[start of STORED ROWS]

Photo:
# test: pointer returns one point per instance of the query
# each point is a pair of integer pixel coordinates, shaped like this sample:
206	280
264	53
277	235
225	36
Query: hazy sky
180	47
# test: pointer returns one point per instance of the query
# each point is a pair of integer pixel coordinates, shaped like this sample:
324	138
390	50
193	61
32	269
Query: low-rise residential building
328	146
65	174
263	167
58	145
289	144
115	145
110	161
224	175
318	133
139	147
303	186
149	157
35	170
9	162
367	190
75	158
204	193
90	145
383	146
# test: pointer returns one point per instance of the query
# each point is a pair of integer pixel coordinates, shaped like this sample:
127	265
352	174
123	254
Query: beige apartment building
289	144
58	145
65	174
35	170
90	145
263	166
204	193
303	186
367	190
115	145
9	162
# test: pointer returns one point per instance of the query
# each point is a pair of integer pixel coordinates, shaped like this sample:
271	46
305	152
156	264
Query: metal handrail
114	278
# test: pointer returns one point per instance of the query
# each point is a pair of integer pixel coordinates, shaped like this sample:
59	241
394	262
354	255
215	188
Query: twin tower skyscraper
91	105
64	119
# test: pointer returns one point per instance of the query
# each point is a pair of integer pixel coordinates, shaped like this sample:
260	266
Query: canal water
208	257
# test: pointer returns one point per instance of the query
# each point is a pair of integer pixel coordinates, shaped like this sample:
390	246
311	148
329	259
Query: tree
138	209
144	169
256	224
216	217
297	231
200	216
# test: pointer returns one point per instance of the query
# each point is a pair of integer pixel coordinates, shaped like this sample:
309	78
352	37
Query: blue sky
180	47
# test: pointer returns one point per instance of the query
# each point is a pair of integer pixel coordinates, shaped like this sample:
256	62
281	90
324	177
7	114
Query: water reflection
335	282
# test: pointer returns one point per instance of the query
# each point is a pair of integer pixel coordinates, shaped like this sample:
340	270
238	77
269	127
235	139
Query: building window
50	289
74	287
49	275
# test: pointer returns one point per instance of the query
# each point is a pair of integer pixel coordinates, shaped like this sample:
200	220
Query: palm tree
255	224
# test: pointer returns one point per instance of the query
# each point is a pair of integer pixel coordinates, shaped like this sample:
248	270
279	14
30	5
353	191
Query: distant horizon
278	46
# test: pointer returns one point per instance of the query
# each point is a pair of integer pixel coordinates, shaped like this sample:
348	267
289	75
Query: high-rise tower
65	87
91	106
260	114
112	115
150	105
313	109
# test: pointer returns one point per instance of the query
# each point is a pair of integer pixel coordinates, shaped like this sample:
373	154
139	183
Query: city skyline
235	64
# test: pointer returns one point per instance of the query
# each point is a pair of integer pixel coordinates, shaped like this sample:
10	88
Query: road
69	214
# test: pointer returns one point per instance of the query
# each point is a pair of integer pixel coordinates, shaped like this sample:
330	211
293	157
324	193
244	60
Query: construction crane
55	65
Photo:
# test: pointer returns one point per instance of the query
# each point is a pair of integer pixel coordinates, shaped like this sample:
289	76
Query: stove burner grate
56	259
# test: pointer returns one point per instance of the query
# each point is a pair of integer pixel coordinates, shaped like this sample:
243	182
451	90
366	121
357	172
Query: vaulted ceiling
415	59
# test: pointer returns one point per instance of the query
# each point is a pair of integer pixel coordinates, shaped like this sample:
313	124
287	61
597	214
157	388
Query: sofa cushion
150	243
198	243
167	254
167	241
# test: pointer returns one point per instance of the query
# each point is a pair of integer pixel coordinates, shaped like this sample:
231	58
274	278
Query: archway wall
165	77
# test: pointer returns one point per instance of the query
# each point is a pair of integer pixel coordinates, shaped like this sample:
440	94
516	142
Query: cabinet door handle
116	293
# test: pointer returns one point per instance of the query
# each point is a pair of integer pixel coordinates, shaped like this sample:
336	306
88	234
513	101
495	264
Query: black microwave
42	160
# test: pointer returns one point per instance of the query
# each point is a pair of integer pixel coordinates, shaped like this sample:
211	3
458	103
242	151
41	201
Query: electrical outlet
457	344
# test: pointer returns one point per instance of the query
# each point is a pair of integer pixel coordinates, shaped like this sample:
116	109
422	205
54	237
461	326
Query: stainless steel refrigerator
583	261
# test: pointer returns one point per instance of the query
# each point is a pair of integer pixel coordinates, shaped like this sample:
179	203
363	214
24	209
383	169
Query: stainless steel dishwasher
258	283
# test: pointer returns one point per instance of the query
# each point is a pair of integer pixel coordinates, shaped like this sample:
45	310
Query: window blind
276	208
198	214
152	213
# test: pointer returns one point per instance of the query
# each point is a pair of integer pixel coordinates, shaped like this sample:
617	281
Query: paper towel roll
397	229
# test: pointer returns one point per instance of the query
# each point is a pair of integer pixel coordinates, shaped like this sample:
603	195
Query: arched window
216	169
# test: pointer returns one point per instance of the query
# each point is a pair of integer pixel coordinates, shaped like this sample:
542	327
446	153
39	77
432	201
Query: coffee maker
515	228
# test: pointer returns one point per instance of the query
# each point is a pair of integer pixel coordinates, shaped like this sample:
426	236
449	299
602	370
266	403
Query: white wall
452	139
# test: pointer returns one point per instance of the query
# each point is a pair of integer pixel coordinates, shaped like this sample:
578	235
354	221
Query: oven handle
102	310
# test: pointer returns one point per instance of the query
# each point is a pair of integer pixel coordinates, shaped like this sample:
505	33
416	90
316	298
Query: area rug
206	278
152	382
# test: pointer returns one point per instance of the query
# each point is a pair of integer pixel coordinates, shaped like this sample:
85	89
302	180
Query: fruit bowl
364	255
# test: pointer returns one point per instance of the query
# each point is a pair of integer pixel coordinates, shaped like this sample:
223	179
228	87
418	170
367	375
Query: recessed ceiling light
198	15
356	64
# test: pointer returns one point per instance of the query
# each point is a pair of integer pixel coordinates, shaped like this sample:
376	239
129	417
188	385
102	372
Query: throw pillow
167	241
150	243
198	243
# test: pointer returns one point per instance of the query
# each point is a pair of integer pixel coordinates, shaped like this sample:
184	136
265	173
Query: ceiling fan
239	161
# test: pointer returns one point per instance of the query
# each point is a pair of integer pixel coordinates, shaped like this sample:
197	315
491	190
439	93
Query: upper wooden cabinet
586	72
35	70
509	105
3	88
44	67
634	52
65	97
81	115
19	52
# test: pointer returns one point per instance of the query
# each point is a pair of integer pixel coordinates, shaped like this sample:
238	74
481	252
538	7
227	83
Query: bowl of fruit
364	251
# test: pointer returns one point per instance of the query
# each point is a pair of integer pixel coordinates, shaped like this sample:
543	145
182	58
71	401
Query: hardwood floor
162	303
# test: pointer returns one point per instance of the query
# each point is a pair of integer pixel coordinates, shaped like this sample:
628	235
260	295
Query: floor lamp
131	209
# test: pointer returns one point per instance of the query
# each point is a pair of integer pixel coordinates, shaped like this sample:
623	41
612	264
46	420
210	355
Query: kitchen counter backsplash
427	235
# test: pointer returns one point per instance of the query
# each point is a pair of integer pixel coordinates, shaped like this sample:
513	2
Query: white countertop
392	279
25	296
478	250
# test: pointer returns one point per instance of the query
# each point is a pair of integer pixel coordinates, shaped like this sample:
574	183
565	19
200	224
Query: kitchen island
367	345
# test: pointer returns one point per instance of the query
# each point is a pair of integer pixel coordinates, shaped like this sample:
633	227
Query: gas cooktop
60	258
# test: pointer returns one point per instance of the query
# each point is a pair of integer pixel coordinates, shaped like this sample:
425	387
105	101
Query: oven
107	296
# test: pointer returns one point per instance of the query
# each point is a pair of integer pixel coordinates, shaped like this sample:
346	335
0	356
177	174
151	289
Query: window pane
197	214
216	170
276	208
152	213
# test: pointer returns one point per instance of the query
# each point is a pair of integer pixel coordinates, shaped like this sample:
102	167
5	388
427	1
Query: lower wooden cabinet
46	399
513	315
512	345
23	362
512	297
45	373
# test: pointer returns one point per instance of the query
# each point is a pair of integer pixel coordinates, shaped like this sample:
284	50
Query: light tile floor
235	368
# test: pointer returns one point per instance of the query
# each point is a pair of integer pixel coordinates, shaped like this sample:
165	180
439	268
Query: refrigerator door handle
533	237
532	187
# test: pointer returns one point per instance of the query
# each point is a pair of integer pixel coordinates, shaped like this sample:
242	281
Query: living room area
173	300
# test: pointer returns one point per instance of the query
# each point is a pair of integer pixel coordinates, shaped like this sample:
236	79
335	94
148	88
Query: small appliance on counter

[end of STORED ROWS]

## SET EXERCISE
Pull out each line of the listing that contains the string "window", treating uppercase and lowercase letters as different.

## RESPONSE TO THE TASK
Query: building window
Query: window blind
Query: arched window
Query: window pane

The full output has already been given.